■ What the task asks
Extend the Flink TPC-DS benchmark README below, picking up directly after its final point about installing Hadoop and configuring HDFS and Yarn.

■ Source document
Ecosyste.ms: Awesome

An open API service indexing awesome lists of open source software.

Awesome Lists | Featured Topics | Projects

https://github.com/ververica/flink-sql-benchmark


https://github.com/ververica/flink-sql-benchmark

Last synced: about 2 months ago
JSON representation

Awesome Lists containing this project

README

        

# flink-sql-benchmark

## Flink TPC-DS benchmark

### Step 1: Environment preparation

- Recommended configuration for Hadoop cluster
- Resource allocation
- master *1 :
- vCPU 32 cores, Memory: 128 GiB / System disk: 120GB *1, Data disk: 80GB *1
- worker *15 :
- vCPU 80 cores, Memory: 352 GiB / System disk: 120GB *1, Data disk: 7300GB *30
- This document was tested in Hadoop3.2.1 and Hive3.1.2
- Hadoop environment preparation
- Install Hadoop, and then configure HDFS and Yarn according to [Configuration Document](https://hadoop.apache.org/docs/r3.1.2/hadoop-project-dist/hadoop-common/ClusterSetup.html)

■ Collected data
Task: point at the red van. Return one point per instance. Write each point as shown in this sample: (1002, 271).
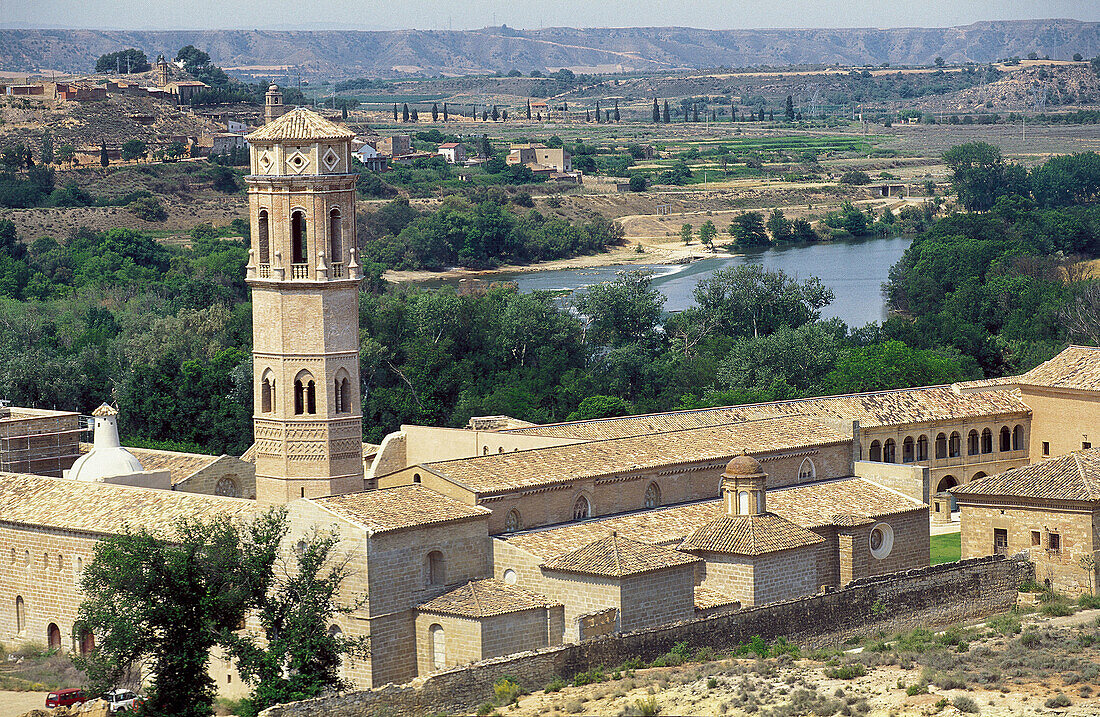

■ Written response
- Set Hadoop environment variables: `${HADOOP_HOME}` and `${HADOOP_CLASSPATH}`
- Configure Yarn, and then start ResourceManager and NodeManager
- modify `yarn.application.classpath` in yarn-site, adding mapreduce's dependency to classpath:
- `$HADOOP_YARN_HOME/share/hadoop/yarn/lib/*,$HADOOP_YARN_HOME/share/hadoop/mapreduce/*`
- Hive environment preparation
- Run hive metastore and HiveServer2
- Set environment variable: `${HIVE_CONF_DIR}`. This variable equals to the site of `hive-site.xml`.
- execute: `nohup hive --service metastore &` / `nohup hive --service hiveservice2 &`
- Others
- `gcc` is needed in your master node to build the TPC-DS data generator

- TPC-DS benchmark project preparation
- Download flink-sql-benchmark project via `git clone https://github.com/ververica/flink-sql-benchmark.git` to your master node
- In this document, the benchmark project located absolutely path named `${INSTALL_PATH}`
- Generate the execution jar via `cd ${INSTALL_PATH}` and run `mvn clean package -DskipTests` (Please make sure `maven` had been installed)

- Flink environment preparation
- Download Flink-1.16 to folder `${INSTALL_PATH}/packages`
- [Flink-1.16 download path](https://flink.apache.org/downloads.html)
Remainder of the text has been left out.